* **REQUIRED WORK**
Your task is to set down the records below again, exactly.

____ ENTRIES SUPPLIED

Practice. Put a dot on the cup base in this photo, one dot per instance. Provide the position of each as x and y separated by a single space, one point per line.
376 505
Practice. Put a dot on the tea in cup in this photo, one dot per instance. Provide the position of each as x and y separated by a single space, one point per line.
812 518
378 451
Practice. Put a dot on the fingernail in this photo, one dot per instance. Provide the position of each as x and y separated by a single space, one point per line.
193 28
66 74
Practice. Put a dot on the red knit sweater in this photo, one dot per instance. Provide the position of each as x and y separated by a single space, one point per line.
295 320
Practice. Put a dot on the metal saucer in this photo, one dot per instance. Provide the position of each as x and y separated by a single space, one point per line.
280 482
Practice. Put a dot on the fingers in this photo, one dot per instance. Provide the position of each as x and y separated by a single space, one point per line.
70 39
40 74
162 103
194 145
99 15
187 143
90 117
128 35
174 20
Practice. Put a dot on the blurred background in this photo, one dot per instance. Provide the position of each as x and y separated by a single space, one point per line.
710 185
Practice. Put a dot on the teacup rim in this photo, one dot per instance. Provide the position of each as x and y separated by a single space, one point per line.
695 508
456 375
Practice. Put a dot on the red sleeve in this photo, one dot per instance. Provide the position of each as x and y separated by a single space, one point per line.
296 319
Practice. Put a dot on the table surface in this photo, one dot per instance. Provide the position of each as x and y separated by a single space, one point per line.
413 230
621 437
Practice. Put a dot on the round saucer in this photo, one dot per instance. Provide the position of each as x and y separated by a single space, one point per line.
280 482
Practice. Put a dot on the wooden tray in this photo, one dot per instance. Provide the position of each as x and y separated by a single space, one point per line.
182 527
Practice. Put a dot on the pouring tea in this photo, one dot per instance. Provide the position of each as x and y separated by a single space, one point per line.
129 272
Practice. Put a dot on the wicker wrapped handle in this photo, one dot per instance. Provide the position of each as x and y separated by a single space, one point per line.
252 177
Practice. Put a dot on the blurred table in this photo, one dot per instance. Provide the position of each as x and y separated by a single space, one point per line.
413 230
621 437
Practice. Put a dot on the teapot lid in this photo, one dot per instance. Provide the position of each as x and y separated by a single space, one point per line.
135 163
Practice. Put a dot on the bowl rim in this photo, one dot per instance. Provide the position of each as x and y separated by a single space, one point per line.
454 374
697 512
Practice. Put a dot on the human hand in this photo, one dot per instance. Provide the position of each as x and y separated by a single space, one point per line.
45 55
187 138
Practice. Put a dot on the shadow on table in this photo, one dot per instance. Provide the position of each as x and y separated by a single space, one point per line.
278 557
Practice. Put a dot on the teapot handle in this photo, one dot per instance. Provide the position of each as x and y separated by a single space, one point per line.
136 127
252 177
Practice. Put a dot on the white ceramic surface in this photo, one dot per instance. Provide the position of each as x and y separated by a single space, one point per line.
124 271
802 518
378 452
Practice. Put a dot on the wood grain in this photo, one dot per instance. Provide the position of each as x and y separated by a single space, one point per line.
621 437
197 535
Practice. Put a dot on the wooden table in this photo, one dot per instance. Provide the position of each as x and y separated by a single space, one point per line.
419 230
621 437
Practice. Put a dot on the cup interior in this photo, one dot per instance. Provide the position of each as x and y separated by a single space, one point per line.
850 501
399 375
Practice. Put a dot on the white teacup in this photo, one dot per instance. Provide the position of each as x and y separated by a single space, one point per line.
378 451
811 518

________

* **WRITTEN ANSWER**
Practice. Put a dot on the cup base in this photo, one dot per instance. Provide the position of each as x and y separated by a single space, one point per line.
376 505
Practice. Put a dot on the tea in cup in this photo, one dot per instance. Provide the position of each as x and y separated by a single space, one point per line.
812 518
378 451
Practice. Put a dot on the fingernail in this photo, one dot per instance. Provide the position of each as x and y separated by a single space, one point per line.
193 28
66 74
Practice. Put a dot on the red knit sweater in this photo, one dot per instance. Provide the position of each as x and y separated by a single space, one point per line.
295 320
Practice. Put a dot on the metal saucer in this photo, one dot per instance. Provide the position of each as x and y separated by a single space, one point per line.
280 482
Practice. Put a dot on the fingers in this photo, one dot per instance. Provide the position of each as x and y separated by a single space, one point per line.
70 39
40 74
162 103
194 145
99 15
187 143
90 117
128 35
174 20
Practice. Put a dot on the blurred background in this photo, one dot per instance. Provide the position of each as x and y separated by a single space, one point per line.
710 185
Practice. Put a dot on the teacup rim in this photo, one dot per instance. Provide the position of each as x and y separated by a single space, one point per line.
695 508
456 375
Practice. Put a dot on the red sleeve in this photo, one dot per instance. Provide the position of each as x and y separated by a single space, one point per line.
296 319
Practice. Put a dot on the table surface in this photo, one dot per instance. Provide the position of each as x and y separated by a single space, one point per line.
413 230
621 437
Practice. Put a dot on the round saucer in this photo, one dot per instance. Provide the position of each as x and y separated by a single space, one point per line.
280 482
Practice. Put a dot on the wooden tray in this photo, one dot per instance. Provide the position of each as x and y separated by a single space, one point per line.
182 527
Practice. Put a dot on the pouring tea in this photo, one dot per instance. Provide the position of each as x and y separated by a single space, one point per line.
129 272
Practice. Put a dot on the wicker wrapped handle in this photo, one dot per instance. Provide the position of each as x and y separated by a single space, one point per line.
252 177
Practice. Put a dot on the blurred table in this photo, one dot per instance. Provide the position of each as x and y separated by a single space, one point per line.
413 230
621 437
Practice. Put a dot on the teapot lid in this photo, one dot per instance. Provide the position of each as x and y separated by a single space, one point per line.
135 163
Practice. Put a dot on the bowl rim in this photo, one dot per instance. Provide the position of each as x and y separated by a single space, one point per line.
454 374
697 512
Practice. Put a dot on the human hand in this photo, one dot per instance. Provide the position of each as x and y separated by a single space, one point per line.
45 55
187 138
Practice. Put a dot on the shadow on table in this photo, one dot per instance. Provide the position of each as x and y separated by a single space, one point per line.
278 557
Practice. Put a dot on the teapot handle in this photo, one dot per instance. Provide the position of each as x and y separated by a single space, one point per line.
136 127
252 177
Practice. Put a dot on the white ceramic surface in this photo, one dot per instance. Provide the position of each as x and y separated by a single space, one point per line.
124 271
802 518
378 452
Practice. Put a dot on the wood grain in this photo, one dot per instance. Provide the position of each as x and y separated by a single space, one point per line.
621 437
197 535
Practice. Put a dot on the wooden table in this photo, one dot per instance. Provide the position of each as x and y separated by a single space, one point per line.
419 230
621 437
Practice. Put a dot on the cup interior in this photo, one dot per instance. Provide the position of each as x and y separated by a single space, one point per line.
850 501
399 375
Practice. Put a dot on the white teacup in this photo, one dot per instance. Provide the position of each as x and y separated by a single space, one point per line.
378 451
811 518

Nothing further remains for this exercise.